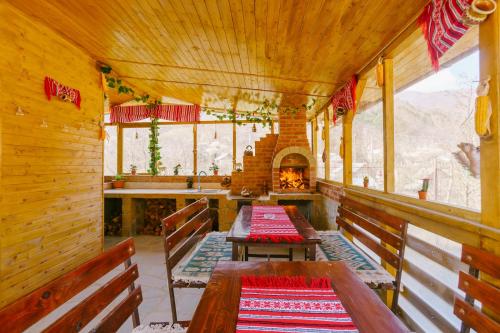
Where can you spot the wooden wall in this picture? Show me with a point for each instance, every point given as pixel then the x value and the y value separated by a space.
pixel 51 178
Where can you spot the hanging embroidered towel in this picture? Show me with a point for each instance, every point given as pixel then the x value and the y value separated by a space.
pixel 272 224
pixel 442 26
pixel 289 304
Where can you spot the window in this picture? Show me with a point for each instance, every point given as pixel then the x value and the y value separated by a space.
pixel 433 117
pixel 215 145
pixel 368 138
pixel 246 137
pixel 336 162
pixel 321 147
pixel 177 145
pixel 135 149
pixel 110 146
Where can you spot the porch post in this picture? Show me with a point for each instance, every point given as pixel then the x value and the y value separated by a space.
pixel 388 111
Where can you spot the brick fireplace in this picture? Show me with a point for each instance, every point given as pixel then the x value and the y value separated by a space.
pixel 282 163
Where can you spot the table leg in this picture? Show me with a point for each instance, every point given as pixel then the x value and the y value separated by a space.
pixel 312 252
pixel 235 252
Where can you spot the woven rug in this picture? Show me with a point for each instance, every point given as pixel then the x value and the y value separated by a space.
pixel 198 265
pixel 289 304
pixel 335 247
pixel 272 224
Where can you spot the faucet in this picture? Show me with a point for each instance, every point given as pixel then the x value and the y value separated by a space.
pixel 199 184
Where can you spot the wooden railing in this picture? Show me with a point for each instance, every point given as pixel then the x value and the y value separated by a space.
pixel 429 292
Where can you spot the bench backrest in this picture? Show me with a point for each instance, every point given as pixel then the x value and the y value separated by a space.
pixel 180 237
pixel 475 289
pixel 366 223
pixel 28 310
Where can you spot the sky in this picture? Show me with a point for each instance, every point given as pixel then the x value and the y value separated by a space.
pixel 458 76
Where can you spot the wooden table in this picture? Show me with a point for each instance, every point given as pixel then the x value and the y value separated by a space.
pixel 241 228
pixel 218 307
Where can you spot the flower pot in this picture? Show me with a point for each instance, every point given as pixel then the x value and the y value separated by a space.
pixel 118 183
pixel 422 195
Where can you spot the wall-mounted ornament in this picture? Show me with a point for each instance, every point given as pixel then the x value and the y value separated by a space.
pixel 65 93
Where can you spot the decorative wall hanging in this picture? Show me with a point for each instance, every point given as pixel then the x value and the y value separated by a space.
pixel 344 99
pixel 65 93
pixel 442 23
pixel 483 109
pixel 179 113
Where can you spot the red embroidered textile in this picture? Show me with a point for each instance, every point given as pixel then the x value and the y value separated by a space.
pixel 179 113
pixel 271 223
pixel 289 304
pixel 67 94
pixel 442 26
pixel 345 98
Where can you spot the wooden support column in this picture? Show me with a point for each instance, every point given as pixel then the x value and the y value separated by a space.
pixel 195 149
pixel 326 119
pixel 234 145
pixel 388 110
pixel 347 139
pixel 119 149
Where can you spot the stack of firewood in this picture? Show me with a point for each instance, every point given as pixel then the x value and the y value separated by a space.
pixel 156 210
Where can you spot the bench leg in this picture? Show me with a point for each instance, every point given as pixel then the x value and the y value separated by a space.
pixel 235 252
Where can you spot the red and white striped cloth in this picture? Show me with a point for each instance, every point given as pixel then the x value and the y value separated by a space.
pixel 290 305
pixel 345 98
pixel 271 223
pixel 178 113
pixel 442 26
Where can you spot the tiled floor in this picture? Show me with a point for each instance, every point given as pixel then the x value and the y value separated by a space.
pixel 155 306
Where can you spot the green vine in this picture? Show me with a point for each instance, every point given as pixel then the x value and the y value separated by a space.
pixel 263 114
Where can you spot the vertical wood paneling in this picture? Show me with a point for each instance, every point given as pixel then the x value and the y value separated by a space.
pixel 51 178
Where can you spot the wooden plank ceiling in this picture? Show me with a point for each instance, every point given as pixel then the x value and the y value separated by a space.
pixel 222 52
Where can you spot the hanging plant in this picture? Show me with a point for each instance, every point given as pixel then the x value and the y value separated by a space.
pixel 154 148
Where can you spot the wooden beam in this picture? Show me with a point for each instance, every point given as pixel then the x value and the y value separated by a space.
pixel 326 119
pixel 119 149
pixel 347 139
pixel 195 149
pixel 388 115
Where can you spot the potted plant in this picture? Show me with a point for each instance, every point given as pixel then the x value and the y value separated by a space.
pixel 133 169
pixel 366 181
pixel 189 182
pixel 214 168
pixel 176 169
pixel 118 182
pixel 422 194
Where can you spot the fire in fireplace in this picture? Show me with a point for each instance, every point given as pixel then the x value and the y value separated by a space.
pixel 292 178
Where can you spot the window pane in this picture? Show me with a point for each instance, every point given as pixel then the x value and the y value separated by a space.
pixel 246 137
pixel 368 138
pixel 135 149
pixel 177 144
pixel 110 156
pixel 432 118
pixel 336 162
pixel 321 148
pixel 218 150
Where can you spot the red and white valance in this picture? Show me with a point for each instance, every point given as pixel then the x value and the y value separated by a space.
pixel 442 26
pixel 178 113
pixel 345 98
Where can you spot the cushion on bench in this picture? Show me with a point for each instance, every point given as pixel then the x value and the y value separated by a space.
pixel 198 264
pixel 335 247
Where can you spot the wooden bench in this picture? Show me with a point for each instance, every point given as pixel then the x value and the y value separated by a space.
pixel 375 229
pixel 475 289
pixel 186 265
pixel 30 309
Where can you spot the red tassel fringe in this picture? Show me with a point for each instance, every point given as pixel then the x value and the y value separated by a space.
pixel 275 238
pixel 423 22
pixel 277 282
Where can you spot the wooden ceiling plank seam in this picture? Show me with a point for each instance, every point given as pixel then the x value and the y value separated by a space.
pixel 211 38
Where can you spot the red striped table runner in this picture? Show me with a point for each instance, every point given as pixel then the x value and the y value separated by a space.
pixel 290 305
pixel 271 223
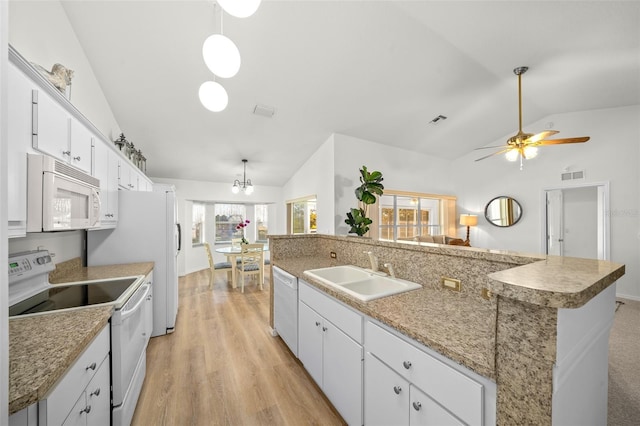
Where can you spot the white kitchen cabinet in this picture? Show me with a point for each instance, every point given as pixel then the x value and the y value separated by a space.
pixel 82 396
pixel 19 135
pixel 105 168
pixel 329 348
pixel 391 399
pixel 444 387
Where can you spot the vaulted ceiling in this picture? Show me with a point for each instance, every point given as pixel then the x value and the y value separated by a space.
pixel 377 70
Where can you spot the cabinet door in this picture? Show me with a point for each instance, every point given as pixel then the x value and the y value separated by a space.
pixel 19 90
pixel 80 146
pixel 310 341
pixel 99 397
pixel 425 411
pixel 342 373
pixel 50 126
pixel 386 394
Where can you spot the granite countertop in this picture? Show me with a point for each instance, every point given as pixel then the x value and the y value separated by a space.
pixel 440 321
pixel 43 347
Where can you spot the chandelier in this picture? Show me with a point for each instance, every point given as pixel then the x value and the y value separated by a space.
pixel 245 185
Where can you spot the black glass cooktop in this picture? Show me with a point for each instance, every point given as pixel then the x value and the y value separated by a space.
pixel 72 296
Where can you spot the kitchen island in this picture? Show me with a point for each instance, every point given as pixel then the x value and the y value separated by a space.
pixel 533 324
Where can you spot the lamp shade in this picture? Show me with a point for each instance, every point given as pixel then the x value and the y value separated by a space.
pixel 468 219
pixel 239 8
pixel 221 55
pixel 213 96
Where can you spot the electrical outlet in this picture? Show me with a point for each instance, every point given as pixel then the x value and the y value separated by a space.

● **Exercise prompt**
Please reproduce every one of the entries above word for word, from the first to the last, and leave the pictures out of your answer.

● **Output below**
Where can you spot the wooden wall in this picture? Show me with a point for each instance, every point given as pixel then the x value and the y value separated by a space.
pixel 51 178
Where can you spot the hanging embroidered towel in this picture? Show me with a point for each instance, every point given as pixel then the x value and the y value separated by a space.
pixel 272 224
pixel 442 26
pixel 289 304
Where can you spot the window in this picture? Show me with a point for each instance, every point given as pixel then the x value and the y value separated by a space.
pixel 433 117
pixel 215 145
pixel 368 138
pixel 246 137
pixel 336 162
pixel 321 147
pixel 177 145
pixel 135 149
pixel 110 146
Where can you spot the porch post in this picture? Show me with a point for each instance, every point given as pixel then the x value and the y value separated by a space.
pixel 388 111
Where can you spot the brick fireplace in this picture? Show me with a point for each instance, every point given as pixel then the x value and the y value separated by a space.
pixel 282 163
Where can you spot the table leg in this picture? Show me with a point for each instance, every point given as pixel then the x value and the y value separated by a space.
pixel 312 252
pixel 235 252
Where can you spot the woven rug in this picture? Show me with a point for each instance, every point given as pixel then the x value and the y value separated by a space.
pixel 198 265
pixel 289 304
pixel 335 247
pixel 272 224
Where can you spot the faucet in this picture? Show me with a point for each instance, every point given as pixel then the x value and the y value separated by a space.
pixel 199 184
Where can you spot the wooden railing in this picture? Show me with a point for each instance, every point given as pixel then the x value and the y value separated by a space.
pixel 429 292
Where can you spot the bench backrest in this picture? Show me with a point for each instance, every point given as pixel then the x value and the y value separated by a space.
pixel 180 237
pixel 475 289
pixel 366 223
pixel 28 310
Where can you spot the sky in this picture? Show me with a point for each instance, every point given as pixel then the x value and the y value separated by a space.
pixel 458 76
Where can you spot the wooden table in this picture? Show me with a point for each instance, every point given as pixel then the x value and the y value separated by a space.
pixel 241 228
pixel 218 307
Where can you spot the flower pot in this picture? Show me with a point for each instance, every point given as pixel then the x value and the y value separated by a space.
pixel 118 183
pixel 422 195
Where can you spot the wall-mounted ornament in this picture? Show me with a point for each instance, every point given as pixel then the x value and the y value separated by a space.
pixel 65 93
Where can you spot the decorative wall hanging in this picture? Show me with a point for each instance, every point given as pixel then the x value and the y value separated by a space.
pixel 344 99
pixel 65 93
pixel 442 23
pixel 483 109
pixel 179 113
Where can you spot the red embroidered textile in this picture? Show me with a point for each instance, every point given as pixel then the x value and the y value separated by a space.
pixel 179 113
pixel 271 223
pixel 289 304
pixel 67 94
pixel 442 26
pixel 345 98
Where can you spot the wooden support column in this picture? Show me with a point for each instance, every point given as pixel then the x value and the y value separated by a space.
pixel 195 149
pixel 326 119
pixel 234 145
pixel 388 110
pixel 347 139
pixel 119 149
Where can you spot the stack of firewood in this picture? Show me with a point for each instance, every point given as pixel then the x value and the y value separated by a space.
pixel 156 210
Where can you spot the bench leg in this picture? Show me with a point for each instance, every point given as pixel then the x value and the y value separated by a space.
pixel 235 252
Where can you spot the red and white striped cloth in this picture? Show me with a point for each instance, every point given as pixel then the x value and the y value separated by a space.
pixel 290 305
pixel 345 98
pixel 271 223
pixel 178 113
pixel 442 26
Where can you spot the tiled floor in this picture? Show me with a point for each instance, every point given as pixel then the x value and the y value separated by a space.
pixel 155 306
Where can you spot the green vine in this picture? Show me with a point for each instance, every point given as pixel then the x value and the y value separated by a space.
pixel 263 114
Where can you spot the vertical wood paneling in this picture? Show me with a point for each instance, every point given as pixel then the x value and the y value separated by a space.
pixel 51 178
Where can you spot the wooden plank ceiling in this picture? Show me with a point for each instance, every point given as pixel then the x value and the y value separated by a space.
pixel 222 52
Where can you spot the hanging plant in this picture? Show me with a point for each instance, every point given as pixel then the x value and the y value separated by a space.
pixel 154 148
Where can you spot the wooden beam in this picture? Show me with a point for each instance, every point given as pixel then the x value and the y value separated by a space.
pixel 326 119
pixel 119 149
pixel 347 139
pixel 195 149
pixel 388 115
Where can you spot the potted plant in this picture? Show me with a point for each instance, every point given as pixel then the x value and the y value separated by a space.
pixel 133 169
pixel 366 181
pixel 189 182
pixel 214 168
pixel 176 169
pixel 118 182
pixel 422 194
Where can you spot the fire in fireplace in this picture? Show me with a point for each instance, every point given as pixel then the x value and the y value separated by a space.
pixel 292 178
Where can you spot the window pane in this picture? Show me with a point for each instance, every point given as pixel then the x value and the y value separated by a space.
pixel 246 137
pixel 368 138
pixel 135 149
pixel 177 144
pixel 110 156
pixel 432 118
pixel 336 162
pixel 321 148
pixel 218 150
Where can you spot the red and white valance in this picture? Show me with a point for each instance, every point given as pixel then the x value and the y value separated by a space.
pixel 442 26
pixel 178 113
pixel 345 98
Where can you spot the cushion on bench in this picture? Show me with a point for each instance, every point given as pixel then the x value and the y value separated by a space.
pixel 198 264
pixel 335 247
Where can you spot the wooden bench in this picture? Show me with a point for each instance, every point given as pixel then the x value and the y value separated by a space.
pixel 375 229
pixel 475 289
pixel 186 265
pixel 30 309
Where can you spot the red tassel fringe in this picture? Show me with a point for each instance, every point given as pixel then the x value and the y value separated by a space.
pixel 275 238
pixel 423 22
pixel 277 282
Where can you spot the wooden ceiling plank seam in this picture? Show me with a point for each instance, every point given as pixel then the x value and the y value separated by a space.
pixel 211 38
Where can you spot the red striped table runner in this picture? Show me with a point for each instance, every point given as pixel then the x value and the y value separated by a space.
pixel 290 305
pixel 271 223
Where can you spot the white kitchen cabinet in this picture? Show me with a point for each instance, every point given as pixel then the x value and the y value separated by a space.
pixel 82 396
pixel 19 135
pixel 105 168
pixel 329 348
pixel 391 399
pixel 444 387
Where can you spot the vaulted ceiling in this picture? Show me with a point for each instance, every point given as pixel then the x value and the y value separated by a space.
pixel 377 70
Where can you spot the cabinet door in this picture? Show me with a point for each instance, every point given as pixel then the x value and the y value separated by a space.
pixel 19 90
pixel 80 146
pixel 310 341
pixel 99 397
pixel 425 411
pixel 342 373
pixel 50 126
pixel 386 394
Where can you spot the granite countertop in this picture? Show me with a point for each instance, every point given as pixel then the x value and the y value separated by a space.
pixel 440 321
pixel 43 347
Where can you spot the chandelier in this picture? Show me with a point for each instance, every point given as pixel then the x value and the y value separated by a space.
pixel 245 185
Where can you spot the black glass cooktop in this picture? Show me with a point for each instance, every point given as pixel then the x value and the y value separated by a space.
pixel 72 296
Where can you spot the kitchen island in this picture? Show me with a point for each instance, every point given as pixel then the x value and the y value separated by a space.
pixel 533 324
Where can you spot the lamp shade in this picture? Show me with a point for each instance, every point given as pixel then the x value and the y value separated by a space.
pixel 468 219
pixel 239 8
pixel 221 55
pixel 213 96
Where can you spot the electrical outlet in this picture? Show me with a point for each instance, every point given as pixel then the x value and the y value separated by a space.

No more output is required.